▸ PROBLEM REQUIREMENTS:
Repeat the records below verbatim.

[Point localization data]
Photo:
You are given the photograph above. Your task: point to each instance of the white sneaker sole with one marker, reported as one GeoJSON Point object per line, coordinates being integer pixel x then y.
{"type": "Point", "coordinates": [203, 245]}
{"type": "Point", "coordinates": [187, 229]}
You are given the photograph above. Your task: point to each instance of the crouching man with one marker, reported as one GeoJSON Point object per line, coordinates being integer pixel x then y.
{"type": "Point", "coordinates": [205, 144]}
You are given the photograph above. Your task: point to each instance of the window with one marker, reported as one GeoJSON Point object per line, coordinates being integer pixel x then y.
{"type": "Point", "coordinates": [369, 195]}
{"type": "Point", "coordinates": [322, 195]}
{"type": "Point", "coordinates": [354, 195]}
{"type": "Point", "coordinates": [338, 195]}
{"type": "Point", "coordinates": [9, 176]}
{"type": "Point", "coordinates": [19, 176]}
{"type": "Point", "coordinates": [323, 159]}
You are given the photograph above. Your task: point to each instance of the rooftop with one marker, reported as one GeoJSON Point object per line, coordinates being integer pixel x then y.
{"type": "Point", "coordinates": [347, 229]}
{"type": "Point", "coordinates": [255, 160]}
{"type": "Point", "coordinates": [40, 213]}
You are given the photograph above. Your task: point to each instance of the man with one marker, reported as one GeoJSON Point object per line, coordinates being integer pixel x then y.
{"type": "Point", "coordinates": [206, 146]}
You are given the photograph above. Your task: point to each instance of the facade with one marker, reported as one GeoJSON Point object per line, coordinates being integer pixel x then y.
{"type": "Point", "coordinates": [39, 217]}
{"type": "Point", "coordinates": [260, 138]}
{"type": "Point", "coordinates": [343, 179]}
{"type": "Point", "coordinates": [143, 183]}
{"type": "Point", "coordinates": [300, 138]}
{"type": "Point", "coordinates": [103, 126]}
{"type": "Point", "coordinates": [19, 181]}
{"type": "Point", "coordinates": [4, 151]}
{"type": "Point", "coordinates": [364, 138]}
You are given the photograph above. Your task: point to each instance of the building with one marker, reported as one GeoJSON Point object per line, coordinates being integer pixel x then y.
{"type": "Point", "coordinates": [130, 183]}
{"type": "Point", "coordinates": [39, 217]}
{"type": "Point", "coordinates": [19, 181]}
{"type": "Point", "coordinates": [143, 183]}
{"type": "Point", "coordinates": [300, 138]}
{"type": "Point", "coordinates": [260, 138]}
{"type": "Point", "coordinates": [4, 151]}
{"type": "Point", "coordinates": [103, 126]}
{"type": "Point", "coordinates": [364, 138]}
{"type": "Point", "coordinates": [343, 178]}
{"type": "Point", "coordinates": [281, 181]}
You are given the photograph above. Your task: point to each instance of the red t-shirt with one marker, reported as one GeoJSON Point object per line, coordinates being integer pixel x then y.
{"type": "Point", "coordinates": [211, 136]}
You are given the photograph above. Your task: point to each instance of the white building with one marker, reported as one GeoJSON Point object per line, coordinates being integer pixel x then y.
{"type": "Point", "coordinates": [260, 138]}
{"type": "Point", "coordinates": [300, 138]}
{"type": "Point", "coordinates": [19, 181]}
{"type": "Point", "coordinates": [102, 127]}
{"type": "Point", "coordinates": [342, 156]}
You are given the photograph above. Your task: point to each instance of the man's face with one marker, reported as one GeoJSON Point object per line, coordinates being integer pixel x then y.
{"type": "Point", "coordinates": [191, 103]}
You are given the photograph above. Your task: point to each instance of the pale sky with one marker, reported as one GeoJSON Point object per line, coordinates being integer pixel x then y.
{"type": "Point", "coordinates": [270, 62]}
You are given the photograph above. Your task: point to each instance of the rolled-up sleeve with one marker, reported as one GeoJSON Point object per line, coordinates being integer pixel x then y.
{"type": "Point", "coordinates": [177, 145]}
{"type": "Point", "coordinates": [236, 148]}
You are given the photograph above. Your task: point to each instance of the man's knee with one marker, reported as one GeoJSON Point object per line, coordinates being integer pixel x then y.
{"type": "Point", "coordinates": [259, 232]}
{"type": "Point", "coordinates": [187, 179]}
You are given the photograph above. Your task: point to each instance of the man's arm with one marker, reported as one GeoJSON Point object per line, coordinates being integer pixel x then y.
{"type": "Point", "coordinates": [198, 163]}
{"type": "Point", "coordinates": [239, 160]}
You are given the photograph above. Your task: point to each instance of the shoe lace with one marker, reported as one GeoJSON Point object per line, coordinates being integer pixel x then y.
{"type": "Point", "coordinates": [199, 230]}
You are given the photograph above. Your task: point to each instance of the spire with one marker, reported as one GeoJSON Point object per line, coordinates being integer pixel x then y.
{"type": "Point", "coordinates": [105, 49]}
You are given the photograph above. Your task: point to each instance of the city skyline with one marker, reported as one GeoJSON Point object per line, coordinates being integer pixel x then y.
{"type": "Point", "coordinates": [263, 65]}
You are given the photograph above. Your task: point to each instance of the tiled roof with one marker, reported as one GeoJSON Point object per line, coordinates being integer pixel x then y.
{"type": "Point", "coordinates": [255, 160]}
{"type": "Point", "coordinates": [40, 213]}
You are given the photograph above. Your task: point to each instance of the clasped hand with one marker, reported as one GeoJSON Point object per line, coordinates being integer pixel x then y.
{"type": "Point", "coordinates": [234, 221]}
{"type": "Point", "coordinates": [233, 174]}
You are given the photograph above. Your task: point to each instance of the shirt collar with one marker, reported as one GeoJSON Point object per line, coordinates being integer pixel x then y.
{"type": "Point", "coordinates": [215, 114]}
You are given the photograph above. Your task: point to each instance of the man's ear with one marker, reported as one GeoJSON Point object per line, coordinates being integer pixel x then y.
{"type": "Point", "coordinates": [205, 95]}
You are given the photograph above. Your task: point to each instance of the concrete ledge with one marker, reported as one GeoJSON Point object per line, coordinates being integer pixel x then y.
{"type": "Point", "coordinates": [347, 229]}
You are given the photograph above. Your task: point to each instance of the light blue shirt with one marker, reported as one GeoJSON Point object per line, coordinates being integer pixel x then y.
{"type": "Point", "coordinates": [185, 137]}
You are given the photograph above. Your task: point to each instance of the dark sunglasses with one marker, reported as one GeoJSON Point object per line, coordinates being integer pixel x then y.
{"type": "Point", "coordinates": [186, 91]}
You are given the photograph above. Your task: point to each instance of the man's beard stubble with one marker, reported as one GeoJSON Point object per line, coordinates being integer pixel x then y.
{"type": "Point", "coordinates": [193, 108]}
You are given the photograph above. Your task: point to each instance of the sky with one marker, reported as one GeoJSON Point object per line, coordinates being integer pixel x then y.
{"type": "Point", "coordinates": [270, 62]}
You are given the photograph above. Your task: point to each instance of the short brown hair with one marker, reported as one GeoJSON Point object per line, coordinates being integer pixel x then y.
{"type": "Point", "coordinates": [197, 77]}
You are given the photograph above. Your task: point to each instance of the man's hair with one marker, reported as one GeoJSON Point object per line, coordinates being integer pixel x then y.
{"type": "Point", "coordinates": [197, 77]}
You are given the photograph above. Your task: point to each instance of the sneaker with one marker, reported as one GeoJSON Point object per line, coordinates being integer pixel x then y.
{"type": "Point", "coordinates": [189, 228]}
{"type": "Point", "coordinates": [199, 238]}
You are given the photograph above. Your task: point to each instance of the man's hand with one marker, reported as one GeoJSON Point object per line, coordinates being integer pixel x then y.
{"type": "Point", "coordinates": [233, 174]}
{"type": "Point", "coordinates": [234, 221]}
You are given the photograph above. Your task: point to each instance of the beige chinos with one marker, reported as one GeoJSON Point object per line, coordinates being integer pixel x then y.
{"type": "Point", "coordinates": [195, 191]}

▸ TASK OUTPUT:
Photo:
You are given the photograph above. Your task: point to each instance of the white sneaker sole with one marker, reported as one GeoJSON Point object per line, coordinates being integer pixel x then y.
{"type": "Point", "coordinates": [203, 245]}
{"type": "Point", "coordinates": [187, 229]}
You are given the photograph above. Your task: point to each instance of the crouching man with one marker, reported as one GeoJSON Point object per line, coordinates being integer pixel x then y.
{"type": "Point", "coordinates": [205, 144]}
You are given the photograph above. Your task: point to each instance of the window with one marker, reported as one GeoJSON Point object per line, coordinates being integer pixel x then y.
{"type": "Point", "coordinates": [369, 195]}
{"type": "Point", "coordinates": [322, 195]}
{"type": "Point", "coordinates": [354, 195]}
{"type": "Point", "coordinates": [338, 195]}
{"type": "Point", "coordinates": [9, 176]}
{"type": "Point", "coordinates": [19, 176]}
{"type": "Point", "coordinates": [323, 159]}
You are given the photograph above. Your task: point to each instance of the rooftop with one marker, reported as one GeoJSON Point object per line, coordinates being integer pixel x then y.
{"type": "Point", "coordinates": [347, 229]}
{"type": "Point", "coordinates": [255, 160]}
{"type": "Point", "coordinates": [40, 213]}
You are given the photograph above. Your task: point to each instance of the man with one marker, reported as one GeoJSON Point object per line, coordinates being integer pixel x then y.
{"type": "Point", "coordinates": [206, 146]}
You are given the photograph above. Your task: point to each instance of the facade with one marker, reported as one GeoJSON Point object per line, coordinates being integer pixel x then y.
{"type": "Point", "coordinates": [39, 217]}
{"type": "Point", "coordinates": [260, 138]}
{"type": "Point", "coordinates": [343, 179]}
{"type": "Point", "coordinates": [143, 183]}
{"type": "Point", "coordinates": [300, 138]}
{"type": "Point", "coordinates": [103, 126]}
{"type": "Point", "coordinates": [19, 181]}
{"type": "Point", "coordinates": [4, 151]}
{"type": "Point", "coordinates": [364, 138]}
You are given the photograph above. Your task: point to each instance of the building with one marker, reported as one GeoJSON Point object per line, coordinates being integer pixel x then y.
{"type": "Point", "coordinates": [130, 183]}
{"type": "Point", "coordinates": [39, 217]}
{"type": "Point", "coordinates": [19, 181]}
{"type": "Point", "coordinates": [143, 183]}
{"type": "Point", "coordinates": [300, 138]}
{"type": "Point", "coordinates": [260, 138]}
{"type": "Point", "coordinates": [4, 151]}
{"type": "Point", "coordinates": [103, 126]}
{"type": "Point", "coordinates": [364, 138]}
{"type": "Point", "coordinates": [343, 178]}
{"type": "Point", "coordinates": [281, 181]}
You are given the photograph above. Your task: point to each instance of the red t-shirt with one marker, reported as one GeoJSON Point object per line, coordinates being integer pixel x then y.
{"type": "Point", "coordinates": [211, 136]}
You are given the photograph above. Your task: point to each instance of the white building with one marker, reported as one GeoJSON Point object per line, coordinates being integer pixel x then y.
{"type": "Point", "coordinates": [260, 138]}
{"type": "Point", "coordinates": [300, 138]}
{"type": "Point", "coordinates": [19, 181]}
{"type": "Point", "coordinates": [102, 127]}
{"type": "Point", "coordinates": [342, 156]}
You are given the photograph above. Your task: point to each instance of the man's face with one marker, reported as one GeoJSON Point object per line, coordinates being integer pixel x then y.
{"type": "Point", "coordinates": [191, 103]}
You are given the photograph above. Your task: point to each instance of the pale sky with one marker, reported as one GeoJSON Point object per line, coordinates being integer pixel x then y.
{"type": "Point", "coordinates": [270, 62]}
You are given the photograph above. Your task: point to each instance of the rolled-up sleeve with one marker, reported as one GeoJSON Point object per line, coordinates being integer pixel x then y.
{"type": "Point", "coordinates": [177, 145]}
{"type": "Point", "coordinates": [236, 148]}
You are given the photograph above. Your task: point to each instance of the man's knee with one marker, reported as one GeoJSON Point object per line, coordinates being integer pixel x then y.
{"type": "Point", "coordinates": [259, 232]}
{"type": "Point", "coordinates": [187, 179]}
You are given the photograph above. Your task: point to each instance of the man's arm with one marker, reported as one GeoJSON Point object per line, coordinates being integer pixel x then y.
{"type": "Point", "coordinates": [198, 163]}
{"type": "Point", "coordinates": [239, 160]}
You are given the photograph above. Your task: point to each instance of the shoe lace with one marker, reported as one GeoJSON Point object per line, coordinates being integer pixel x then y.
{"type": "Point", "coordinates": [199, 230]}
You are given the photograph above. Your task: point to each instance of the spire with one marker, reported as one GeoJSON Point object per line, coordinates being integer pixel x then y.
{"type": "Point", "coordinates": [105, 49]}
You are given the photograph above. Your task: point to each instance of the city skyline with one marker, reported as one GeoJSON Point object per line, coordinates being integer pixel x then y.
{"type": "Point", "coordinates": [263, 65]}
You are given the photograph above. Your task: point to each instance of the tiled roof with one marker, reported as one GeoJSON Point object per line, coordinates being integer pixel x then y.
{"type": "Point", "coordinates": [255, 160]}
{"type": "Point", "coordinates": [40, 213]}
You are given the photograph above. Your task: point to each instance of the clasped hand with one marker, reported as one GeoJSON Point object per line, coordinates being integer pixel x then y.
{"type": "Point", "coordinates": [234, 221]}
{"type": "Point", "coordinates": [233, 174]}
You are given the photograph above. Your task: point to each instance of the shirt collar with one marker, reported as one GeoJSON Point object per line, coordinates being integer pixel x then y.
{"type": "Point", "coordinates": [215, 114]}
You are given the photograph above. Your task: point to each instance of the man's ear with one marker, reported as one GeoJSON Point object per line, coordinates being integer pixel x then y.
{"type": "Point", "coordinates": [205, 95]}
You are given the photograph above. Your task: point to each instance of the concrete ledge with one marker, reported as one GeoJSON Point object per line, coordinates being integer pixel x then y.
{"type": "Point", "coordinates": [347, 229]}
You are given the photograph above. Your task: point to each instance of the light blue shirt with one marker, reported as one GeoJSON Point object per line, coordinates being integer pixel x then y.
{"type": "Point", "coordinates": [185, 137]}
You are given the photograph above. Your task: point to each instance of the dark sunglasses with one marker, reported as one GeoJSON Point object per line, coordinates being integer pixel x then y.
{"type": "Point", "coordinates": [186, 91]}
You are given the photograph above. Your task: point to each instance of the man's beard stubble with one marker, reported as one GeoJSON Point object per line, coordinates being integer pixel x then y.
{"type": "Point", "coordinates": [193, 108]}
You are given the photograph above. Your task: point to each instance of the sky with one marker, reported as one GeoJSON Point object per line, coordinates being integer pixel x then y.
{"type": "Point", "coordinates": [270, 62]}
You are given the photograph above. Your task: point to each instance of the short brown hair with one marker, reported as one GeoJSON Point object per line, coordinates being integer pixel x then y.
{"type": "Point", "coordinates": [197, 77]}
You are given the photograph above. Your task: point to each instance of the man's hair with one marker, reported as one GeoJSON Point object per line, coordinates being integer pixel x then y.
{"type": "Point", "coordinates": [197, 77]}
You are given the photograph above. Your task: point to each instance of the sneaker with one marker, reported as one GeoJSON Point object per line, coordinates being integer pixel x then y.
{"type": "Point", "coordinates": [189, 228]}
{"type": "Point", "coordinates": [199, 238]}
You are given the photograph above. Your task: point to each instance of the man's hand with one marker, reported as one GeoJSON Point object per line, coordinates being integer pixel x then y.
{"type": "Point", "coordinates": [233, 174]}
{"type": "Point", "coordinates": [234, 221]}
You are given the photograph above. Your task: point to each instance of the beige chinos with one marker, reported as one GeoJSON Point object per line, coordinates being integer pixel x then y.
{"type": "Point", "coordinates": [195, 191]}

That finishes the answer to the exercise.